TASKS TO CARRY OUT =
1. In the piece on Democrats and Gitmo, why did shutting down the facility become a rallying cry for the far left? Answer in one to three sentences.
2. Continue the piece on Democrats and Gitmo from the point where it stops.

Democrats Showing Lack of Spine on Gitmo

Brilliant Washington Examiner columnist Byron York penned an excellent piece today on perhaps one of President Obama’s most notable losses — Democratic Party support for the closure of the detainee facility in Guantanamo Bay, Cuba.

The closure of the detention center had been at the center of candidate Barack Obama’s offensive when it came to preying upon Bush administration approaches toward the Global War on Terror and foreign policy in general. Due in part to Obama’s relentless characterization of the facility as an underlying cause of Global discontent toward George W. Bush’s United States of America, shutting down Gitmo became a rallying cry for the far left.

And, indeed, within mere hours of assuming the presidency and settling in behind the resolute desk as 44th president of the United States, Obama fulfilled the left’s mission, adding what many have described as essentially the straw which broke the camel’s back with regard to political correctness and its effect upon the prosecution of the War on Terror.

A new type of discontent followed, this time from the ranks of congressional Democrats and much due to hard work and solid arguments from their Republican counterparts. And just yesterday, news broke that Democrats would not include the $80 million earmarked for the closure of Gitmo in the upcoming $91.3 billion war appropriations bill. Two Democrat senators in particular have been vocal in their dissent, one likely, the other certainly not. York highlighted some of the remarks from Virginia Sen. Jim Webb–the likely dissenter–as well as Senate Majority Leader Harry Reid–a shock, at least to me–in his piece today:

The Democrat who changed the terms of the debate is Virginia Sen. Jim Webb, a decorated veteran who give the party credibility on national security issues. Last Sunday, on ABC’s “This Week with George Stephanopoulos,” Webb, who once supported closing Guantanamo, said that detainees “don’t belong in our judicial system, and they don’t belong in our jails.”

PROVIDED INFORMATION =
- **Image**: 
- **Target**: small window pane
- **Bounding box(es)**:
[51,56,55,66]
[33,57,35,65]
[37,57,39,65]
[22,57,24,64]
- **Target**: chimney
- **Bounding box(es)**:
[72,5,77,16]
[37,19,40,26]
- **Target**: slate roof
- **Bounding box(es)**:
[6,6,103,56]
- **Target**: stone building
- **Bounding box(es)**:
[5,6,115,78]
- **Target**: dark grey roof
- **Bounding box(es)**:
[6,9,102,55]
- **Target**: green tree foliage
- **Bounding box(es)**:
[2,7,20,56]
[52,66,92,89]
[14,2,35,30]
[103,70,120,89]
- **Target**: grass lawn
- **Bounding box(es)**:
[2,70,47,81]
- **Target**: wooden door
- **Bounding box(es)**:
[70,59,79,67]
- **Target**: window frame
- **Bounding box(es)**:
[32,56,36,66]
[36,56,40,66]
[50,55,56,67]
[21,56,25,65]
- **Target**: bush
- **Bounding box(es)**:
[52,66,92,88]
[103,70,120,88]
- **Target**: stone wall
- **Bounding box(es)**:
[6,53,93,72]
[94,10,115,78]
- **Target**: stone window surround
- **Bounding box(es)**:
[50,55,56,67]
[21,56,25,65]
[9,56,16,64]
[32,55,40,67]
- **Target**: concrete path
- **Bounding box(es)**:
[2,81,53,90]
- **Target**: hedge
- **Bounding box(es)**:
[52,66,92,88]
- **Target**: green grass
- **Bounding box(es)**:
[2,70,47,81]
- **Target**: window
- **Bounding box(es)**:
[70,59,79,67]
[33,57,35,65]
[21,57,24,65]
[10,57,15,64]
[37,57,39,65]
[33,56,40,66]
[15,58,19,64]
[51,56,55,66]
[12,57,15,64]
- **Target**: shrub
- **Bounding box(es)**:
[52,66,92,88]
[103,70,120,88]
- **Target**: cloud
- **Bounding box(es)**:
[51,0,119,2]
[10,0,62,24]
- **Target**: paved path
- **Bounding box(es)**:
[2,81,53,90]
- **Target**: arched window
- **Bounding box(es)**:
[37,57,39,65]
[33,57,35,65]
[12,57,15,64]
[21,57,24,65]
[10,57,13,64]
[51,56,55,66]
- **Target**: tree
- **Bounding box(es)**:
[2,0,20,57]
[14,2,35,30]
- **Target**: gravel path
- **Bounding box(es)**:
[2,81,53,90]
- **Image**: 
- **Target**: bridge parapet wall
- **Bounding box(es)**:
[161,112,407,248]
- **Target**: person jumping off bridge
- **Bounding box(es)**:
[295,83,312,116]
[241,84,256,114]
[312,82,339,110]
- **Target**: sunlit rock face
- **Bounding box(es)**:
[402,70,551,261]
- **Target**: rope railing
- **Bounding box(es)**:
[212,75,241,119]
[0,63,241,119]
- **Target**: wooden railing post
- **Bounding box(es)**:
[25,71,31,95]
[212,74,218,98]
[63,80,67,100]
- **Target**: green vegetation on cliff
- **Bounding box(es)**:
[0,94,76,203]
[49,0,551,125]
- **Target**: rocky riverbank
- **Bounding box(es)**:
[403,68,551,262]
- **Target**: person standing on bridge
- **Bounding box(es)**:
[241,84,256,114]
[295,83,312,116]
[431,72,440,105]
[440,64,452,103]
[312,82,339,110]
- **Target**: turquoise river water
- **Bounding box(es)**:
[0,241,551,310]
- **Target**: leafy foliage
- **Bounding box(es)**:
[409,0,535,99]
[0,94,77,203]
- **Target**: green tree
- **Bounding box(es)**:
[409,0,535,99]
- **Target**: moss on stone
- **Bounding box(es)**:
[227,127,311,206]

TASK-BY-TASK ANSWERS =
1. It became a rallying cry partly because candidate Obama relentlessly characterized the Guantanamo facility as an underlying cause of global discontent toward George W. Bush's United States. That characterization was central to his attack on the Bush administration's approach to the War on Terror and foreign policy.

2.
“We spent hundreds of millions of dollars building an appropriate facility with all security precautions in Guantanamo to try these cases,” Webb continued. “There are cases against international law. These aren’t people who were in the United States committing a crime in the United States. These are people who were brought to Guantanamo for international terrorism. I do not believe they should be tried in the United States.”

Other Democrats agreed with Webb, and by Tuesday, Senate Majority Leader Harry Reid had joined them. “I think there’s a general feeling…that the American people, and certainly the Senate, overwhelmingly doesn’t want terrorists to be released in the United States,” Reid told reporters at the Capitol. When asked if that included imprisoning Guantanamo detainees in the U.S., Reid said, “If terrorists are released in the United States, part of what we don’t want is them to be put in prisons in the United States. We don’t want them around the United States.”

It doesn’t take a rocket scientist to understand that the Democrats saw polling data on the potential release of Gitmo terrorist detainees into U.S. prisons or, worse, into the U.S. itself and decided to change their tune. If nothing else, perhaps the spineless nature of the liberals is coming in handy — this administration, for example, has already changed its tune with regard to the release of detainee photos and, to a certain degree, with military tribunals, so perhaps a similar turnaround with regard to this particular executive order may be a possibility.

Start warming up the telephones, folks. Between this issue and the cap-and-trade bill, and considering the poll-related malleability of your garden-variety liberal, I believe that shutting down the phone lines might be enough to sway things in our favor.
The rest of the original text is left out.